▶ THE TASK
Could you give the entries below again with every "keypoint" renamed to "reference point" and everything else unchanged? Leave the pictures out of your answer.

▶ DATASET ENTRIES

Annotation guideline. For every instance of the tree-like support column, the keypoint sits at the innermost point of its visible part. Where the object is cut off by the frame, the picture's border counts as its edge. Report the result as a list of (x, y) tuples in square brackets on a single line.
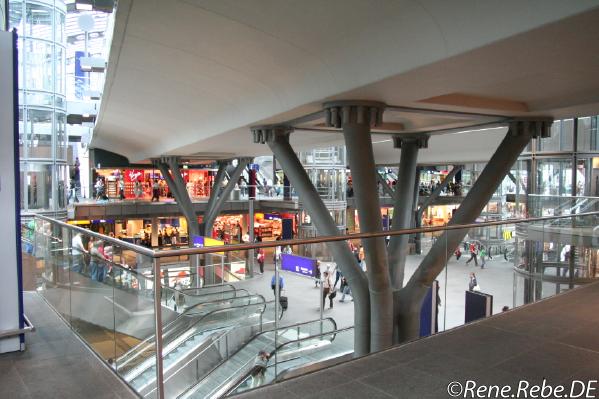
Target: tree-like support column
[(277, 138), (216, 204), (403, 208), (409, 299), (355, 119), (176, 185)]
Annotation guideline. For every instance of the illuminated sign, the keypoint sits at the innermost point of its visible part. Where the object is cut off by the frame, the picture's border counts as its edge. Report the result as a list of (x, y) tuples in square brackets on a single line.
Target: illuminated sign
[(298, 264)]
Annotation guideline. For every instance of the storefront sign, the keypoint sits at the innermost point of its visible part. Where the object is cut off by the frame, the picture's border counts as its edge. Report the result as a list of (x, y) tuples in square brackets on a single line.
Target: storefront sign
[(298, 264), (201, 242), (197, 241), (133, 175)]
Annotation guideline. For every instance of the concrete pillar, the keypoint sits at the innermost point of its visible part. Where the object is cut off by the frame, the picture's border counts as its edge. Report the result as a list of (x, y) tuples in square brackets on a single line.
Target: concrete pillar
[(277, 138), (286, 188), (403, 207), (355, 119), (215, 191), (253, 183), (409, 299), (154, 232), (176, 185), (217, 204)]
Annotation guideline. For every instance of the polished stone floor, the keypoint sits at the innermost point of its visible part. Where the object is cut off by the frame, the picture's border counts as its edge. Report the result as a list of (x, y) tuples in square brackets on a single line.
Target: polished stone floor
[(556, 339), (56, 364)]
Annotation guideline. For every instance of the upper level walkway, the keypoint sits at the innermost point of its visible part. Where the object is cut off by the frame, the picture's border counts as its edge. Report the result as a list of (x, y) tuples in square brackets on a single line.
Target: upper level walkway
[(555, 339)]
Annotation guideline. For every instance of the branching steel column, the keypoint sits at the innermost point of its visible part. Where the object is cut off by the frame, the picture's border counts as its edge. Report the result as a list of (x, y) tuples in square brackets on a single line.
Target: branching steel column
[(277, 138), (410, 297), (437, 191), (215, 191), (355, 118), (385, 185), (177, 186), (213, 212), (403, 208)]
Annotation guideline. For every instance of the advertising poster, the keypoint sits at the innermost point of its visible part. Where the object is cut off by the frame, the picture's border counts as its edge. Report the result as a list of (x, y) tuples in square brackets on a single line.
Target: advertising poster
[(298, 264)]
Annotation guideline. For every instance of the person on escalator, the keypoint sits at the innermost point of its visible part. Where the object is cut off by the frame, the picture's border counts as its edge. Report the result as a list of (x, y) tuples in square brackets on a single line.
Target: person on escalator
[(259, 370)]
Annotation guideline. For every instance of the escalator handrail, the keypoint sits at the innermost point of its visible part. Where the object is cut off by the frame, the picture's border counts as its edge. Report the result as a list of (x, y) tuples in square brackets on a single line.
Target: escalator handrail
[(278, 348), (202, 318), (251, 340), (210, 286), (220, 336), (167, 330), (167, 327)]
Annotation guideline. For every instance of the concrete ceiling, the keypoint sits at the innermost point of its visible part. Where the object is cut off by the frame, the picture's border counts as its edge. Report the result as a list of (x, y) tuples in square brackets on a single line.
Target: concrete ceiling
[(189, 77)]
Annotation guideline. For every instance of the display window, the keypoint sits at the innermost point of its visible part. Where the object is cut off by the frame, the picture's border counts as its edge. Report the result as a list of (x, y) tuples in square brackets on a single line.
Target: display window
[(270, 226)]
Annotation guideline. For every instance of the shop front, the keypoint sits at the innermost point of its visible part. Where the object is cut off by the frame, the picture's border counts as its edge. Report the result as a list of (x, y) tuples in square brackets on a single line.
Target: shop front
[(138, 182)]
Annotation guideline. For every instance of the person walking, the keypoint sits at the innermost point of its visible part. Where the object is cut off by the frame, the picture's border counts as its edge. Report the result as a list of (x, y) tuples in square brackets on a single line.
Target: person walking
[(317, 274), (260, 258), (473, 284), (327, 289), (344, 289), (273, 285), (78, 250), (483, 256), (458, 253), (155, 191), (473, 254), (259, 369)]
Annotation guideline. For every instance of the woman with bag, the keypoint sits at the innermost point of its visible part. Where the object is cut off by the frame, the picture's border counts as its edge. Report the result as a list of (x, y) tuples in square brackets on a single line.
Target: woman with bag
[(260, 259), (327, 289)]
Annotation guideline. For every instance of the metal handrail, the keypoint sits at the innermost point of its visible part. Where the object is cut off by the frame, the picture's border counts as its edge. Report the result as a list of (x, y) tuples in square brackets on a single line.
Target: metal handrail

▶ FINISHED ANSWER
Annotation guideline. For every instance of the tree-like support column, the reference point sits at the innermost point of its visible part. Where the object is cut off by the frame, the picture's border counts as its edge. Report the result as a list of (x, y) tuples in square brackets on a single line.
Target: tree-like support column
[(277, 138), (216, 204), (403, 208), (409, 299), (355, 119), (176, 185)]
Annotation guideline. For every instance of the illuminated sign, the reference point sits at the innermost point of its visible part. Where the object is cut off by the frame, the picture's border counts as its edge. Report the result as a list of (x, y) tuples in square brackets on a single line.
Target: illuminated sign
[(298, 264)]
Annotation guideline. For every instance of the storefront sign, the reference point sits at the innermost point of its visible part. Where the object is cut off by the frame, the picture's border counts as its edge. Report the result as a list of (x, y) tuples in square brackets on a single line.
Target: storefront sign
[(298, 264), (201, 242), (197, 241), (133, 175)]
Annotation guideline. For every instance of the concrete pillar, the reference point sits at the innermost point of its visible part. Where the object is cut off by the frame, the picture's border counts as its edge. Report the result as a list of (x, y) tuples in square brackets on a single line.
Target: concrete pillar
[(277, 138), (286, 188), (403, 207), (355, 119), (215, 191), (253, 183), (409, 299), (154, 232), (176, 185), (217, 204)]
Annotation guideline. For every instance of the polished stone floor, the reference point sits at the innermost point of its visible part. Where the object is cut off by the frame, the picture's border counts as its edge. Report the result as a list of (x, y) tuples in square brackets on a single line.
Target: polished stone floor
[(556, 339), (56, 364)]
Annotation guideline. For every instance of the upper level walkway, the reference point sits at the innermost point of its visible part. Where the object is cut off by the frame, the picture's border counts as its edge. Report the result as a list of (x, y) tuples in square brackets on a single line.
Target: upper level walkway
[(555, 339)]
Annotation guideline. For every instance of the branching steel column, the reference point sits at the innermost point of its visible part. Where the object is cut off by the frame, the picture's border counts as its edge. Report the result as a list of (x, y) tuples in square brackets on a single line.
Target: branching steel column
[(277, 138), (410, 297), (437, 191), (215, 191), (355, 118), (385, 185), (177, 186), (213, 212), (403, 208)]
Annotation guideline. For every instance of the advertising poster, the reference point sits at the innermost point of its visible part. Where the object is cut off by the frame, the picture's border counts as its edge. Report the result as a list of (x, y) tuples in square brackets on a single line.
Target: advertising poster
[(298, 264)]
Annotation guideline. For every instance of the person on escalator, the reference point sits at the innermost point of its visible part. Where the object is cut off by the frame, the picture's border counts as its edge. Report the result as a list of (x, y) tuples in square brackets on a single line.
Target: person on escalator
[(259, 370)]
Annotation guideline. For every instance of the escalator handrail, the reference point sits at the innermost point of its visible part. Where the object is cut off by the frame, the picture's border counts as its edge. Report the result as a list of (x, y) tuples in square brackets on a single line.
Target: escalator handrail
[(278, 348), (202, 318), (251, 340), (210, 286), (220, 336), (167, 330), (167, 327)]
Annotation guideline. For every instance of the concrete ceiling, the reference point sits at the innermost point of its visible part. Where the object is cut off by the frame, the picture's border counts as its edge. Report the result as a list of (x, y) tuples in square brackets on a single line.
Target: concrete ceiling
[(189, 77)]
Annotation guideline. For every instance of the display window, the reference point sits at the innermost point of its visible part. Where the object is cut off by the frame, the picture's border counts as its edge. Report the result as a list of (x, y) tuples in square brackets on a single line.
Target: display window
[(270, 226)]
Annotation guideline. For every instance of the shop front, the reference point sits at the innermost point of its visible part. Where the object is cut off by the frame, the picture's border counts as its edge. Report the result as a list of (x, y) tuples in square brackets on a single line.
Target: shop front
[(138, 182)]
Annotation guideline. For every instance of the person walking, the reference point sits at the innermost point of its visible part. Where the object is cut off by the frame, the picture's border counts as its edge. Report the result as a list of (x, y) tuples in square brackets on a single line.
Target: person walking
[(317, 274), (260, 258), (473, 284), (327, 289), (344, 289), (273, 285), (78, 250), (483, 256), (458, 253), (155, 191), (473, 254), (259, 369)]
Annotation guideline. For every instance of the woman with bag, the reference point sits at the innermost point of its visible part. Where the object is cut off by the frame, the picture's border counts as its edge. Report the result as a list of (x, y) tuples in square brackets on a single line.
Target: woman with bag
[(260, 259), (327, 289)]
Annotation guideline. For every instance of the metal handrail, the reference point sits at the innermost point of its visible part. Where the object is cut off by the frame, the picture's border counts as its edge. Report the result as a list of (x, y) tuples in square brackets on a single line.
Target: metal handrail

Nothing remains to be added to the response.